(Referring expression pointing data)
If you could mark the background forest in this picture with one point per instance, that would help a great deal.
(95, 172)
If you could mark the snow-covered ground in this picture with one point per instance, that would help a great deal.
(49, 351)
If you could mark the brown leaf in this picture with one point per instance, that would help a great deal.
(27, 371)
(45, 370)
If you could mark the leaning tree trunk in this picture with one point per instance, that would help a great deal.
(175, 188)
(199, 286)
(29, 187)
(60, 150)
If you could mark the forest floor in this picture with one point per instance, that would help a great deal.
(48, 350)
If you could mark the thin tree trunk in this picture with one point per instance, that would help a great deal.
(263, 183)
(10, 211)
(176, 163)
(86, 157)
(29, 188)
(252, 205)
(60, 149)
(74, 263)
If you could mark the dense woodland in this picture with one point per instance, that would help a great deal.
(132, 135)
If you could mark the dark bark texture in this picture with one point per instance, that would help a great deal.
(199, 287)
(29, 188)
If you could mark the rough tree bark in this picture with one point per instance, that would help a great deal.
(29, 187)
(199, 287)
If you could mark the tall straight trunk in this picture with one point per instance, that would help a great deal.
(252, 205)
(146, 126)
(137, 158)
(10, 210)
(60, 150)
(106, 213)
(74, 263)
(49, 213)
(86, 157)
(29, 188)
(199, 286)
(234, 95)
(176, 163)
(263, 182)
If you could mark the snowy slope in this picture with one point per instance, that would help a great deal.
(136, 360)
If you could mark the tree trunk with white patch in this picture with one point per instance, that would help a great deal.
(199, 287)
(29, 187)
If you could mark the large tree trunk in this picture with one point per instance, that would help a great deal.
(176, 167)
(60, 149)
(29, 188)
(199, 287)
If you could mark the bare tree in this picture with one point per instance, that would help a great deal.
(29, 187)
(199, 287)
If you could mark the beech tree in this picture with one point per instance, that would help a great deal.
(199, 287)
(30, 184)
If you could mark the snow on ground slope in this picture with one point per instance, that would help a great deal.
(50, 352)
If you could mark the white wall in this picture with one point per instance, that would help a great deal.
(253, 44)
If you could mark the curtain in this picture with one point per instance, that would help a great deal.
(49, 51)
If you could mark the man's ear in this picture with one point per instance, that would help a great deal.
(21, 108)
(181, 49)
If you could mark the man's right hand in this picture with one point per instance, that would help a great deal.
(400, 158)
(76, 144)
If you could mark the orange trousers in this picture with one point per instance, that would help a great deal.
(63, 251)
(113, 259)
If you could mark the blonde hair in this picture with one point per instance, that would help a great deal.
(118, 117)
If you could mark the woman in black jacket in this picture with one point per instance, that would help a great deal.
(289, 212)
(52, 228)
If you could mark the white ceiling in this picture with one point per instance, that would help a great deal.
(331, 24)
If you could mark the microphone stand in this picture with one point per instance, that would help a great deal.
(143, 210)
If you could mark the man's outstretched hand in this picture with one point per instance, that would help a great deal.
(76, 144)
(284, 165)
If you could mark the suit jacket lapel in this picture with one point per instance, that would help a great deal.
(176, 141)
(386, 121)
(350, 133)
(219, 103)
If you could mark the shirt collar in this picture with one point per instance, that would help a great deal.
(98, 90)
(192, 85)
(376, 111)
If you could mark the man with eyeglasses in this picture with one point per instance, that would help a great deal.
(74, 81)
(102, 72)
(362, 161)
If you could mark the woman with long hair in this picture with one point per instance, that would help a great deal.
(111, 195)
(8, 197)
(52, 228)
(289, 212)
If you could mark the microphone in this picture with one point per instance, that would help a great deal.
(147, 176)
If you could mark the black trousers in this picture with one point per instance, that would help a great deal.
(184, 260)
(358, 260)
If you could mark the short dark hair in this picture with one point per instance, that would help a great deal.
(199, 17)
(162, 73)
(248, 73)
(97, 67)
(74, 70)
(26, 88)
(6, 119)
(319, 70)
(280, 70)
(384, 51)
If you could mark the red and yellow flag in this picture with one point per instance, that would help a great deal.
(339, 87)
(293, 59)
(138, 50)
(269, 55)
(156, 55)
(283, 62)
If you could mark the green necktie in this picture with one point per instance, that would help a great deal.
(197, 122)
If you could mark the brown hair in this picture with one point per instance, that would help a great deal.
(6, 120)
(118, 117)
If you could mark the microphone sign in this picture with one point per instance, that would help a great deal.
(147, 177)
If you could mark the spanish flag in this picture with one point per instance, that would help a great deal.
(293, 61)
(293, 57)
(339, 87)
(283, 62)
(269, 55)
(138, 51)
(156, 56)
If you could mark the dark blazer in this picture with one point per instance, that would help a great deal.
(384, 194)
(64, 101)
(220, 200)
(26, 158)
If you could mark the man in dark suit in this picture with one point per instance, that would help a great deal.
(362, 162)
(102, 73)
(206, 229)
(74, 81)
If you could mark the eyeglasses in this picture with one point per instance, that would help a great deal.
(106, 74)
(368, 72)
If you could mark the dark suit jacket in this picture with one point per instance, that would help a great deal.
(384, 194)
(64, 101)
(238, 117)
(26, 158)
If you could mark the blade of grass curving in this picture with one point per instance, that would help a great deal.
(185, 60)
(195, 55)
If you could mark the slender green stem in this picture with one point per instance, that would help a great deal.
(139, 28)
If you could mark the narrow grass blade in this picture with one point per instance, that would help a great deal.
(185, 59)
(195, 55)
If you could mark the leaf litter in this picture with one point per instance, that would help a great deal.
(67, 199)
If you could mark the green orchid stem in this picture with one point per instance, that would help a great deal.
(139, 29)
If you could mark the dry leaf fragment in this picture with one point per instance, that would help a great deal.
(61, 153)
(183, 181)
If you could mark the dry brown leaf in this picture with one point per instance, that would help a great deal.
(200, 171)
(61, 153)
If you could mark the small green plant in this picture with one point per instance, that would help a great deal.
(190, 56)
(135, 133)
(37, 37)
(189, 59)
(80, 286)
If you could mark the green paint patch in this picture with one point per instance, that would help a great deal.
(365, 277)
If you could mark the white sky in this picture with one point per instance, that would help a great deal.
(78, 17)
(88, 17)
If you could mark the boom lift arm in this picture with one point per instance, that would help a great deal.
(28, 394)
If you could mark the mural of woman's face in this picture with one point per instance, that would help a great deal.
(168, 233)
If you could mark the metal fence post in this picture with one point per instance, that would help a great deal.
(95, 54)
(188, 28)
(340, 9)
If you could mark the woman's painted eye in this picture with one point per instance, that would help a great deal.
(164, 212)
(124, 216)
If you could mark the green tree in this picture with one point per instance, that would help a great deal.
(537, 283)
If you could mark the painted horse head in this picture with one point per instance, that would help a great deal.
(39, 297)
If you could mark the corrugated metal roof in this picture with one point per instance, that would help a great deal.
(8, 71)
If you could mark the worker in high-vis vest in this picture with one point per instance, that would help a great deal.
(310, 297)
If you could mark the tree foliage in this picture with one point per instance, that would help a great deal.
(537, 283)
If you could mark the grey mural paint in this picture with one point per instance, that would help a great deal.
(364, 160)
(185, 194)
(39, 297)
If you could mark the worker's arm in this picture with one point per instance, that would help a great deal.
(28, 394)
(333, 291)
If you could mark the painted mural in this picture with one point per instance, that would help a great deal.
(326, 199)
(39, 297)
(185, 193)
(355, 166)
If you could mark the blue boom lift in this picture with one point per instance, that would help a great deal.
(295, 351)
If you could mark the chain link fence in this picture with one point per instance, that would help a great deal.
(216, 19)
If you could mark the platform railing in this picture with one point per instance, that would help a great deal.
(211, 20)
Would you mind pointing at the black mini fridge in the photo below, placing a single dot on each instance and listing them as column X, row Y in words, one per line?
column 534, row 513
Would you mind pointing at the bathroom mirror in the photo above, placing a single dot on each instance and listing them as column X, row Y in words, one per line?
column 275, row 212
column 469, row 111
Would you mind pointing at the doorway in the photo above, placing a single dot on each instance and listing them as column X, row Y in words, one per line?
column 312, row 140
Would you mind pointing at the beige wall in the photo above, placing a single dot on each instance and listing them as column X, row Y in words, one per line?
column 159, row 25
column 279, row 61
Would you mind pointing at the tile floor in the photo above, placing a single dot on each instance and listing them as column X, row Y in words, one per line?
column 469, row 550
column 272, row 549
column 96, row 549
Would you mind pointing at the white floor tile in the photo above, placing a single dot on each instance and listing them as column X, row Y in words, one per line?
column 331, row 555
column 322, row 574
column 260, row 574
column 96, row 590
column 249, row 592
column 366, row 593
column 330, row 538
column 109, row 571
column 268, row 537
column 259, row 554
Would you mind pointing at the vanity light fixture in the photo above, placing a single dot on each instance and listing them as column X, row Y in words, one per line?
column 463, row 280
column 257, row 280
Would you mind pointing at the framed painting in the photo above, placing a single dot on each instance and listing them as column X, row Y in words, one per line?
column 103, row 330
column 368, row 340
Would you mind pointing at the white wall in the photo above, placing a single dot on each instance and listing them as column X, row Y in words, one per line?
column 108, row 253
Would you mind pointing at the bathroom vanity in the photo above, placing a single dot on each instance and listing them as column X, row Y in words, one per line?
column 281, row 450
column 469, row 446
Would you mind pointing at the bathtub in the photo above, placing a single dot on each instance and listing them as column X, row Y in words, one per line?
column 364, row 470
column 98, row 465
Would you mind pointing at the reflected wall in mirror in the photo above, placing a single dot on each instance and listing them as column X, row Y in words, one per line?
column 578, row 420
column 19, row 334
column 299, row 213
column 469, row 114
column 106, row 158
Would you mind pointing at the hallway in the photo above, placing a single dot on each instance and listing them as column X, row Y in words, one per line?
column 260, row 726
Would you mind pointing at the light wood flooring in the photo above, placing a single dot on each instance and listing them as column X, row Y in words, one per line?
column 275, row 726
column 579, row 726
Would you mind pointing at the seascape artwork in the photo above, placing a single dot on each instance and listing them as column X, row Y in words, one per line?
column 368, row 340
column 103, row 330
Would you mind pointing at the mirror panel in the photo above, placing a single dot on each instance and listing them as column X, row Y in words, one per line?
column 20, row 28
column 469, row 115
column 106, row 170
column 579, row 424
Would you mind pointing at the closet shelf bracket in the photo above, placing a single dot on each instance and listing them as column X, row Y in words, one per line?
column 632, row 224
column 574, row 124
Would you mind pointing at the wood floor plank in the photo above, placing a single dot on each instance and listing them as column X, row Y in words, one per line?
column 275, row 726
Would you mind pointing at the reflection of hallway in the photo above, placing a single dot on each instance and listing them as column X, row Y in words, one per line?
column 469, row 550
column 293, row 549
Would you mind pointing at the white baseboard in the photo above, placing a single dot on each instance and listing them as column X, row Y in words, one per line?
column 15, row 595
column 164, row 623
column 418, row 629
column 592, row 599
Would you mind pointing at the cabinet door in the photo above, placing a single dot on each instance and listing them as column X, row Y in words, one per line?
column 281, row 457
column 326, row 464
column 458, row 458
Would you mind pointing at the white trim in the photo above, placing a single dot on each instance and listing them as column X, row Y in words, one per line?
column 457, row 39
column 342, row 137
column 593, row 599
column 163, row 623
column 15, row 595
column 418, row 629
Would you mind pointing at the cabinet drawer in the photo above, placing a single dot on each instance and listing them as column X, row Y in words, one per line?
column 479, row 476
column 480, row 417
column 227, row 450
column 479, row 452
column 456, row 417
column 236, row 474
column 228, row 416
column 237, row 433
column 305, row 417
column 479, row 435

WHAT YOU SHOULD DO -
Copy exactly the line containing "Would you mind pointing at the cabinet drawer" and every line after it, ending with the last line of the records above.

REPLY -
Would you mind pointing at the cabinet drawer in the photo above, placing a single dot on each instance and listing them as column X, row Y in words, one per line?
column 479, row 476
column 480, row 417
column 227, row 450
column 479, row 452
column 456, row 417
column 236, row 474
column 228, row 416
column 237, row 433
column 305, row 417
column 479, row 435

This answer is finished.